■ WHAT YOU NEED TO DO ■
Collect every line below that contains the string "frame" and copy each one in full. Match case exactly.

■ SUPPLIED MATERIAL ■
==================================================

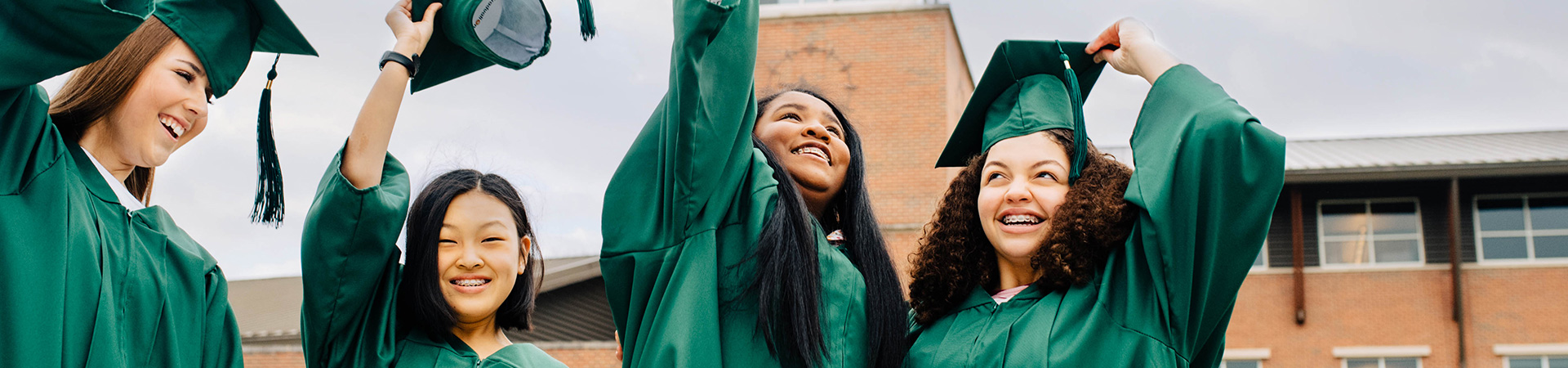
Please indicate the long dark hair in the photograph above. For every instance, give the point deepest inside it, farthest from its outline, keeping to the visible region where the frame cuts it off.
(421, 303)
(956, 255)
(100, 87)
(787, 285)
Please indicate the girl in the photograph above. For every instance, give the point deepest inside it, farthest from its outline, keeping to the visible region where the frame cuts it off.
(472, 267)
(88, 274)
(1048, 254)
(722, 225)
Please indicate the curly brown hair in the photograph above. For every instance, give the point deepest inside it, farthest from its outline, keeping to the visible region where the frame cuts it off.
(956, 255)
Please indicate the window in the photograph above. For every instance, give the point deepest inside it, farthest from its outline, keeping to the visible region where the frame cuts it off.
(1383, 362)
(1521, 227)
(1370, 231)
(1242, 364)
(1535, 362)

==================================================

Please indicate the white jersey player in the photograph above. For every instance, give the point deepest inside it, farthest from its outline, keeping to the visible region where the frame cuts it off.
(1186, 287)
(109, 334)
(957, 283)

==================================================

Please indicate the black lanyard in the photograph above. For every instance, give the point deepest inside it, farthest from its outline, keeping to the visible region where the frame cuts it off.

==================================================

■ REPLY ■
Please indicate the long dark hair in the photograph above. For every instance, give the point deepest inside it, farthest from its outline, keeping to the visible region where the frame cuts it off.
Please indicate the girl in the photograph above. For every instance, give the point deepest inside it, farthest from its outline, keeping to the visible region where the frame cuts it off.
Please indicate the curly brown hair in the photograph above. For every instance, give the point deepest inside it, farthest from its outline, keeping to the visible region where the frame cuts it off.
Please indicate the window in the photograph above. For every instance, give the point deepest inside it, farthest from its outline, keeping to the visible region where the frame cuts it off.
Please indicate the white jersey player in the photograph above. For every instance, give the point deepest inside it, farthest from its outline, keeping to the visible region where the frame cuts it off.
Please indicate the black lanyard in the photograph above. For every instance, give the point deepest inside it, farthest from its outline, keeping to the visible region where the frame cuts it off.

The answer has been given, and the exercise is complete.